Written request: Copy out the listing below with each "planogram checker" changed to "shelf audit tool" and nothing else altered.

Recorded data:
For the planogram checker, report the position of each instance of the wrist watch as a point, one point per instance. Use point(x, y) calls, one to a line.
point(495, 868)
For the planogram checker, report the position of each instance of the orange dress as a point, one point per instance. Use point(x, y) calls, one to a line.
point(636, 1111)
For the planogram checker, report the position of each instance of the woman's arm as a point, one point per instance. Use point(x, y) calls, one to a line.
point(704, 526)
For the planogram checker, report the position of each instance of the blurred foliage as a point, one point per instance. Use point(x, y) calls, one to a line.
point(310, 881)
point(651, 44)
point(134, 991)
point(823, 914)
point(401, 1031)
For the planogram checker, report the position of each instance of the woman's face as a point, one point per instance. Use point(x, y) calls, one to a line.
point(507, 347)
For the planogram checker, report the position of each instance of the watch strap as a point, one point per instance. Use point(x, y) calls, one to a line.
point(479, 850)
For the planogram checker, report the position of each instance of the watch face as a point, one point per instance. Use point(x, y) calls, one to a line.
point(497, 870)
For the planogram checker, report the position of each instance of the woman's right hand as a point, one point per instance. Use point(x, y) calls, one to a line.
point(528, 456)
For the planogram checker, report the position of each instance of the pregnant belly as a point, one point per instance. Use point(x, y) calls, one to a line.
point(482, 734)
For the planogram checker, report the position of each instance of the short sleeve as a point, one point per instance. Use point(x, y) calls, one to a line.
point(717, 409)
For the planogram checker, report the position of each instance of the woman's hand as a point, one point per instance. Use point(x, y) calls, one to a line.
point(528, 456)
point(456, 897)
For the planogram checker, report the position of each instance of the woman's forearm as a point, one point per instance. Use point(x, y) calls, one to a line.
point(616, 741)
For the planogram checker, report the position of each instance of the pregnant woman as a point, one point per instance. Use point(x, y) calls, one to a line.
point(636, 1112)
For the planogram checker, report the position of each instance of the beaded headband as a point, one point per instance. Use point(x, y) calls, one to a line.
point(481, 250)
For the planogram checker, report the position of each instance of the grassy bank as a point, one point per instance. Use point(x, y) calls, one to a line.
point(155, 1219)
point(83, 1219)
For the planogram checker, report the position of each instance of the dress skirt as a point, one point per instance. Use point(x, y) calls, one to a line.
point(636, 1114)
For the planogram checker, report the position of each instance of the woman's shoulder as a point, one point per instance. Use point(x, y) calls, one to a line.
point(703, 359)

The reply:
For the shelf audit tool, report the position of each instance of the wrist watch as a point, one point per instance. Use point(x, y) calls, one to a line.
point(495, 868)
For the shelf audit tool, report the position of each instance of the orange dress as a point, one point per instance. Use point(x, y) calls, one to a line.
point(636, 1111)
For the shelf audit tool, report the position of each instance of the woman's arm as a point, one point per instance. Use point(x, y) calls, one to a line.
point(704, 526)
For the shelf audit tool, report the position of each instance of the blurred foliage as a point, one point per instance. Use point(x, y) calls, one to a line.
point(310, 881)
point(651, 44)
point(134, 991)
point(823, 914)
point(401, 1031)
For the shelf audit tool, report the position of each instance of the woman's face as a point, one point per instance. Use point(x, y) calls, one to a line.
point(507, 347)
For the shelf audit tool, report the position of each instance of the watch strap as a point, one point per instance. Use point(x, y) calls, one to a line.
point(479, 850)
For the shelf audit tool, report the position of each instance of the watch face as a point, one point per instance. Use point(x, y) calls, one to a line.
point(497, 870)
For the shelf audit tool, report the position of each instance of the woman's right hand as a point, one point per instance. Use point(x, y) calls, one to a line.
point(528, 456)
For the shelf audit tool, report the position of each instance of the pregnant belly as a point, one point per instance. Use point(x, y) calls, one to a line.
point(482, 734)
For the shelf audit tool, report the position of each instance of the short sleeve as a point, one point per instance. Use point(x, y) calls, one to a line.
point(717, 409)
For the shelf audit tool, report the position of each instance of the woman's hand as a point, one point per instance. Use point(x, y) calls, one to a line.
point(528, 456)
point(456, 897)
For the shelf audit tool, report the position of each instance of the woman's forearm as a point, one point per instance. Use point(x, y) calls, one to a line.
point(616, 741)
For the shelf audit tool, report the position of each instance of the pregnant woman as a point, one point per instance. Use point(x, y) calls, one to a line.
point(636, 1112)
For the shelf audit tool, report the position of each instance of the beaded headband as a point, one point per instance. Use point(x, y) calls, one to a line.
point(481, 250)
For the shelf audit tool, report the position of each instance of the grassy bank as a point, one point per instance. Use point(x, y) calls, one to a line.
point(155, 1219)
point(83, 1219)
For the shelf audit tool, report the position of each instance of the dress skirt as a point, one point per instance. Use point(x, y) calls, one to a line.
point(636, 1114)
For the shelf audit tool, report the position of each instance of the woman's shoulder as a point, one point per instance. Use point(x, y) calls, one to a line.
point(703, 359)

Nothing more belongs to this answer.